» **RECORDS FOR THE TASK**:
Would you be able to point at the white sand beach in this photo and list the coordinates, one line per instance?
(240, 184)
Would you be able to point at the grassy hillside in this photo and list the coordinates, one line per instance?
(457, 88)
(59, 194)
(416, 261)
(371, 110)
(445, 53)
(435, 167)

» **PROBLEM TO SOLVE**:
Beginning at the line that contains "Would you be able to point at the grassy", retype each line of the listing up to and including the last one, exactly as it stands, and nothing else.

» **EXERCISE ANSWER**:
Would you be able to point at the grassy hillside in this photo and list the coordinates, one line per instance?
(457, 88)
(59, 194)
(416, 261)
(371, 110)
(445, 53)
(435, 167)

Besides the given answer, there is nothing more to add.